# Selected extract start

A Halcyon Day for the Clarence Team

Thursday 10 May

As fate would have it the mercurial weather of Port Phillip Bay took a turn for the better and by Wednesday the 9th the team was in full swing. The weather web-program Seabreeze predicted an optimal day on Thursday 10th and then a complete blow out for the rest of our planned time at the site. This last day of access to the site would be critical.

An early 5.00 am SMS from James Parkinson noted happily “WNW 14 knots lets do it”. By 5.30am Trim was launched, the first team on their way to Queenscliff and all other teams assembling for the shuttle bus to St Leonards. The water was glassy, the wind light and the sky azure. The first divers on to the wreck could be seen clearly from the barge platform profiled against the eucalypt inner planks and surrounding marine sediments. After final photo runs over the excavation, securing of the sacrificial wood and metal samples to the keelson and several video transits, the site was ready for backfilling.

The artefact repository was filled with sediment to the level of the sea bed and consolidated with mesh and polywoven bags. PVC tarpaulin will be placed here to mitigate any possible anchor damage. Large sediment traps were constructed at either end of the excavation to increase the capture of spoil from the containment bund adjacent the wreck. The air lift was made hot by 11 am and the backfilling begun in earnest. After slack water at noon the dredging really took hold – sediments dropped sheath-like under the cloth at the stern and after several hours (and on their second dive that day) James Parkinson and Amer Khan were well down the excavation, turning the dredge to take advantage of the turning tide – which that day was predicted to run at up to 0.8m per second. By 3pm the dredging, placement of ploywoven bags with sediment and site cleanup was over. This was a stunning effort by the SSBA divers with 16 tethered SCUBA dives also logged working on a range of tasks including taking levels from previous coring; locating a previously deployed current meter and the inevitable ‘long march’ with sand bags for site stabilisation.

# Selected extract end
# Raw data start

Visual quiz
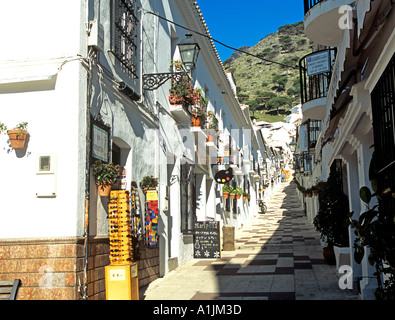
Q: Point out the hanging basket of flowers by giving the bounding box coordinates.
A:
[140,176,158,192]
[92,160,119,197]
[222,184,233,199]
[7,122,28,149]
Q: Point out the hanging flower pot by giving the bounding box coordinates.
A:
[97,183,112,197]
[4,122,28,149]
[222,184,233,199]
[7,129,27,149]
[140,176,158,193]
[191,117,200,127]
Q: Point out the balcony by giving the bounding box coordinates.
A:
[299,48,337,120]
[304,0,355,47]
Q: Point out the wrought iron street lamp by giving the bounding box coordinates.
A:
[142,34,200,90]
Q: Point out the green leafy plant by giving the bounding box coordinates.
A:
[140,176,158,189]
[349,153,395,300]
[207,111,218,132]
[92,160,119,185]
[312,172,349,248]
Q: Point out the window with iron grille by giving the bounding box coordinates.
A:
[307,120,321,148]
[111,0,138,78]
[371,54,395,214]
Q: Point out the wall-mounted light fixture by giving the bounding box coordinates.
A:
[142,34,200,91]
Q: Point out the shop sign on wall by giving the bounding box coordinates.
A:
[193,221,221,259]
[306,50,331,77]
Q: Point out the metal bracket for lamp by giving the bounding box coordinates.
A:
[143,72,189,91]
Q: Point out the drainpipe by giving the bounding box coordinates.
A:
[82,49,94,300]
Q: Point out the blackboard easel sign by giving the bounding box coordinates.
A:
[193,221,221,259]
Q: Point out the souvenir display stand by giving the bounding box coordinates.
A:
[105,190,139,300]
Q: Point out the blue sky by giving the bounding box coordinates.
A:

# Raw data end

> Complete the following:
[A] Turn the listing lines from the one containing "Q: Point out the hanging flower" through the one containing "[312,172,349,248]", both included, into a numbered list with blank lines dropped.
[B] Pick up the account of the Clarence wreck excavation where it stops and continue it.

> Answers given:
[A]
1. Q: Point out the hanging flower pot by giving the bounding box coordinates.
2. A:
3. [97,183,112,197]
4. [4,122,28,149]
5. [222,184,233,199]
6. [7,129,27,149]
7. [140,176,158,193]
8. [191,117,200,127]
9. Q: Point out the balcony by giving the bounding box coordinates.
10. A:
11. [299,48,337,120]
12. [304,0,355,47]
13. Q: Point out the wrought iron street lamp by giving the bounding box coordinates.
14. A:
15. [142,34,200,90]
16. Q: Point out the green leafy plant by giving the bounding box coordinates.
17. A:
18. [140,176,158,189]
19. [349,153,395,300]
20. [207,111,218,132]
21. [92,160,119,185]
22. [312,172,349,248]

[B]
The platform was humming with the energy and ambience of a sun-drenched day. At 2pm the team was honoured to welcome to the site Geelong local Courtney Dalton, a direct descendent of William Dalton who was Captain of the Clarence. Courtney arrived at the site on his self-built couta boat with his mate Paul in tow. Courtney and Paul were treated to an extra special snorkel tour of the site, guided by Heritage Victoria’s Rhonda Steel.

Clarence Captain’s descendant Courtney Dalton (2nd from left) with mate Paul (left), Cass Philippou and Peter Veth. (Photo by Andy Viduka).
Courtney & Paul enjoy Rhonda’s tour (photo by Cass Philippou). 

Ruefully teams started to leave the barge by 3.30 pm with all conservation, recording, survey and diving equipment packed for transfer on Trim or consolidated within the X-Ray container for transport back to Port Melbourne on Monday. The last team on the barge finished before fading light – the waters now steel-glazed and the warmth of the sun still palpable to the touch on the rig-like barge.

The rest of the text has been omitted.